● **Instructions to follow**
Return every record verbatim.

● **Task data**
#####
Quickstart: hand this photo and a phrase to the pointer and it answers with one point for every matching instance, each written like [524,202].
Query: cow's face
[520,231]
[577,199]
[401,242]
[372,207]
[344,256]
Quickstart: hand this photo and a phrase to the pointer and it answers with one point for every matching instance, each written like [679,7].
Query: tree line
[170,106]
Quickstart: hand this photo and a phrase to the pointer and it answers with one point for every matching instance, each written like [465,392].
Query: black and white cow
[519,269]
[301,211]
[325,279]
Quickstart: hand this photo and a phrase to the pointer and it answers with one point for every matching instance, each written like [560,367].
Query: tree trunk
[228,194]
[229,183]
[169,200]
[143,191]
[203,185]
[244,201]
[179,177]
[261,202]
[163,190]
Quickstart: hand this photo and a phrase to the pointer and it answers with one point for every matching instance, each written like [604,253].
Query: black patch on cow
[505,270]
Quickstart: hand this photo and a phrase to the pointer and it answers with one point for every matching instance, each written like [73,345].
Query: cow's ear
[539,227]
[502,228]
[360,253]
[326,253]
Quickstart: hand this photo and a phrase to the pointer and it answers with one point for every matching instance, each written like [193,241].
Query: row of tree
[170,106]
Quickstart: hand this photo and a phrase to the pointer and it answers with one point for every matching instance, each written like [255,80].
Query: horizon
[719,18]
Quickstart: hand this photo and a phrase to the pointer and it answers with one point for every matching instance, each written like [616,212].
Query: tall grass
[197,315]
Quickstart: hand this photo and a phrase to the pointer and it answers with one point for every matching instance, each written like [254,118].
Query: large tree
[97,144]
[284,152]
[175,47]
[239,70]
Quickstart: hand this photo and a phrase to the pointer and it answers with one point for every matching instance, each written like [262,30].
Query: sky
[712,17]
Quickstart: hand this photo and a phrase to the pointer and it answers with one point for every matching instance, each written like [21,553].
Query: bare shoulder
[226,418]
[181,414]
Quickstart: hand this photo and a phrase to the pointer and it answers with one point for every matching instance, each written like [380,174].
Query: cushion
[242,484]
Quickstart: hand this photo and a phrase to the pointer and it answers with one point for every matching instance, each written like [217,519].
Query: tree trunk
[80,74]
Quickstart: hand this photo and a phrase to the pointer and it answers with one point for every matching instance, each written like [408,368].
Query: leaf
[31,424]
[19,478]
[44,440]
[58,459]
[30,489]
#####
● **Answer to the exercise**
Quickstart: hand this photo and a phrase to the pointer and it answers with one point for every matching instance, each written like [524,202].
Query: cow's face
[520,231]
[577,199]
[401,242]
[372,207]
[344,256]
Quickstart: hand this photo and a phrase to the pointer and it answers with one point for every matching instance, each written like [679,7].
Query: tree line
[170,106]
Quickstart: hand this photo and a phrase to the pointer and it answers with one point for every matching instance, each written like [465,392].
Query: black and white cow
[519,269]
[301,211]
[325,279]
Quickstart: hand this photo and a phrase to the pointer and it answers with one point for every matching instance, each written like [560,367].
Query: tree trunk
[228,194]
[229,183]
[169,200]
[143,191]
[203,185]
[244,201]
[179,177]
[261,202]
[163,190]
Quickstart: hand this photo and a phrase to the pointer and it answers with one point for every matching instance, each written like [604,253].
Query: black patch on cow
[505,270]
Quickstart: hand this photo and a phrase to the pointer and it answers with one point for every matching instance, each written like [73,345].
Query: cow's ear
[539,227]
[502,228]
[360,253]
[326,253]
Quickstart: hand this photo and a phrase to the pointer and it answers with one point for every matching instance, each written like [193,241].
Query: row of tree
[170,106]
Quickstart: hand this photo and a phrase to the pointer and it answers with one point for every matching instance, each written like [255,80].
Query: horizon
[719,18]
Quickstart: hand this photo and a phrase to the pointer and it answers with one point for every matching instance, each written like [616,212].
Query: tall grass
[197,315]
Quickstart: hand this photo and a phrase to the pointer and it answers with one point for every matching instance, each written like [254,118].
Query: large tree
[97,144]
[284,152]
[175,47]
[239,70]
Quickstart: hand this photo and a phrase to the pointer and it answers with one point for every matching instance, each written like [262,30].
Query: sky
[712,17]
Quickstart: hand this photo and a phrase to the pointer and it answers with one point for every matching instance, each written like [21,553].
Query: bare shoulder
[226,418]
[181,414]
Quickstart: hand this photo and a phrase to the pointer and it answers with one point for every matching instance, each written like [380,174].
Query: cushion
[242,484]
Quickstart: hand this photo and a phrase to the pointer and it answers with one point for every matching instance, each written like [217,519].
Query: tree trunk
[80,74]
Quickstart: hand this photo and a phrase to the pointer and it answers with one point for every matching instance, each written like [408,368].
Query: leaf
[31,424]
[19,478]
[44,440]
[58,459]
[30,489]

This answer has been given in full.